_Records provided_.
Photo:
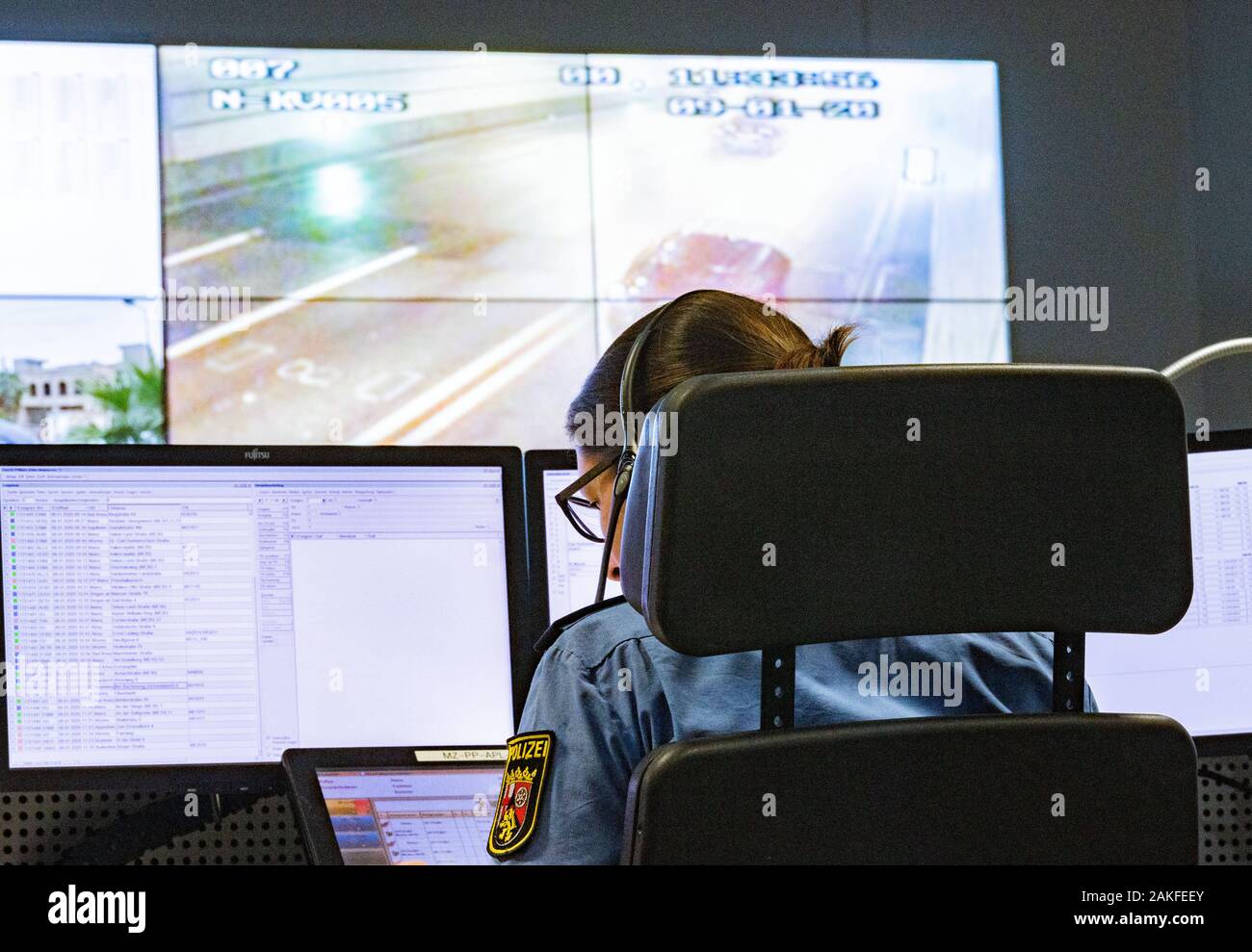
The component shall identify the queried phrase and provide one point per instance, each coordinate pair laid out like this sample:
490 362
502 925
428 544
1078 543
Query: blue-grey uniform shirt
612 692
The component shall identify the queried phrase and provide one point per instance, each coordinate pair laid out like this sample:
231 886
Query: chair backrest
834 504
839 504
1030 788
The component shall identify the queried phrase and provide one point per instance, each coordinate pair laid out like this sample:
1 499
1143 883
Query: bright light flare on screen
339 192
921 164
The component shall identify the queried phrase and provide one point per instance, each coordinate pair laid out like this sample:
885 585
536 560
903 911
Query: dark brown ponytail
827 353
708 332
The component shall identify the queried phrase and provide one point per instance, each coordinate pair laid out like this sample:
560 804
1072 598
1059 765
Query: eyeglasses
574 504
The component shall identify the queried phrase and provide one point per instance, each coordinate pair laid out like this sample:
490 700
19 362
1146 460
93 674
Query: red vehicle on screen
685 260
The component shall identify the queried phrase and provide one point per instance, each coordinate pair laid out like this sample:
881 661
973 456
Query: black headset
630 451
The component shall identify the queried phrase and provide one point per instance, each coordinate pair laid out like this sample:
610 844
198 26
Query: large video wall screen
402 246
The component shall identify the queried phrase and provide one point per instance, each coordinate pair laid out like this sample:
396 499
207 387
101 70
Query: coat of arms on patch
521 785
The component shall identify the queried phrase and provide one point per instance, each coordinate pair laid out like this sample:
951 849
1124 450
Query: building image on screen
418 817
1200 672
198 614
80 335
572 560
434 246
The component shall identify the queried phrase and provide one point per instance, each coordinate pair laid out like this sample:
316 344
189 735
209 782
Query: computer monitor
564 567
396 806
1200 672
184 614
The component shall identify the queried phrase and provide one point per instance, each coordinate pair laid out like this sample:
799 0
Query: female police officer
606 692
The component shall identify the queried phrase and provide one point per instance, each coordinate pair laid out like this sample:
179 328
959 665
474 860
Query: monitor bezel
1217 442
268 777
300 767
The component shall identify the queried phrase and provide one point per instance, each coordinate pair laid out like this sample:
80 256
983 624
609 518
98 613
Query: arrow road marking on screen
291 301
456 395
222 244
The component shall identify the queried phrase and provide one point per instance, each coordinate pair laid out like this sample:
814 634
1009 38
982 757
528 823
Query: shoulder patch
520 792
558 629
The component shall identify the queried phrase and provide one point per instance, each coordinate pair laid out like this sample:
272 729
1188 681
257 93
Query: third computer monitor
1200 672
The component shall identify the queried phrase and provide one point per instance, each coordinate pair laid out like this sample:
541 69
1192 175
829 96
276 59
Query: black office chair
915 501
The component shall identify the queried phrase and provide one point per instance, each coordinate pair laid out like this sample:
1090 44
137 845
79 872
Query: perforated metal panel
1226 812
39 827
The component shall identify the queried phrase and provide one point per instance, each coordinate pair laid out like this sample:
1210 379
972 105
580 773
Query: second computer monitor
200 606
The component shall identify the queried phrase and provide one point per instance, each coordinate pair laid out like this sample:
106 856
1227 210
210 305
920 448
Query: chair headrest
846 503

_Instructions for the task_.
Leave the pictures out and copy the rest of the data exactly.

_Answer for the task_.
Photo:
The component shall identify the queried phrase and provide one point per instance, each coordinate pair laid out like this sample:
490 362
502 925
428 544
1078 543
Query: blue-grey uniform shirt
612 692
The component shall identify the queried phrase and provide one point per instance, each coordinate pair laid out like this sample:
231 886
Query: chair backrest
834 504
839 504
1030 788
The component shall identify the queried phrase and provide one point per instance, each coordinate pair laid out like this sample:
1 499
1143 883
Query: bright light flare on screen
339 192
921 164
The component shall identify the queried phrase and provide one point per instance, each coordinate pair laid out like this sample:
885 585
536 560
903 911
Query: dark brown ponytail
827 353
708 332
The component shall identify the queried phrase and provide one point per instance, each coordinate pair laid out like this sample:
560 804
1072 598
1059 765
Query: eyeglasses
574 504
The component shall identify the queried phrase and provide one point per instance, each coordinate pair laid out like this sample:
490 700
19 362
1146 460
93 674
Query: red vehicle on screen
685 260
The component shall identify the queried phrase and provide one point per instance, each coordinate pair laid out like this sample:
881 661
973 456
Query: black headset
630 451
The component shall identify the queried phrase and provide one point per instance, each coordinate pair laid out like this sample:
610 844
198 26
Query: large video wall screen
402 246
The component shall identify the queried phrase and provide one point per instance, each coordinate pair laid out like this sample:
396 499
207 387
101 70
Query: coat of arms on patch
521 785
The component shall identify the queried phrase and provide one point per instance, each coordinate pair laid out like this sample:
951 849
1124 450
Query: building image on screen
418 817
1200 672
198 614
80 335
572 560
434 246
The component shall identify the queried phrase and provide one point per instance, each coordinate pair laid out like this sample:
316 344
189 735
209 782
Query: computer monitor
564 567
396 806
1200 672
184 614
The component shall identify the queried phrase and provide one point per instance, each coordinate pair laid out like this sample:
799 0
Query: female police officer
606 692
The component shall identify the queried phrase and provide one point per instance, each coordinate pair laid out like this sample:
179 328
959 665
474 860
Query: monitor bezel
1217 442
268 777
300 767
The component shall identify the queried phrase and provide one point per instance, each coordinate pair laid out like this sample:
80 256
983 624
609 518
98 613
Query: arrow road marking on screen
291 301
456 395
222 244
The component shall identify the queried phrase and provide one point per instance, each coordinate pair laid out like this sample:
814 634
1009 38
982 757
528 823
Query: shoulder patch
520 792
558 629
The component shall identify the queried phrase and provide one point per instance, each coordinate pair laid out like this sample:
272 729
1188 681
257 93
Query: third computer monitor
1200 672
The component shall identify the queried phrase and provide one point per instance, each coordinate pair laid out like this sample:
541 69
1192 175
829 96
276 59
Query: black office chair
915 501
The component shall identify the queried phrase and provide one point per instance, each coordinate pair laid out like this sample:
1090 44
137 845
79 872
Query: perforated metal panel
1226 812
39 827
The component shall identify the queried phrase and provide one point per instance, each coordinate pair laid out like this sample:
1210 379
972 105
580 773
Query: second computer monitor
200 606
The component shall identify the queried phrase and provide one point per instance, each coordinate pair laid out like this sample:
106 856
1227 210
210 305
920 448
Query: chair headrest
846 503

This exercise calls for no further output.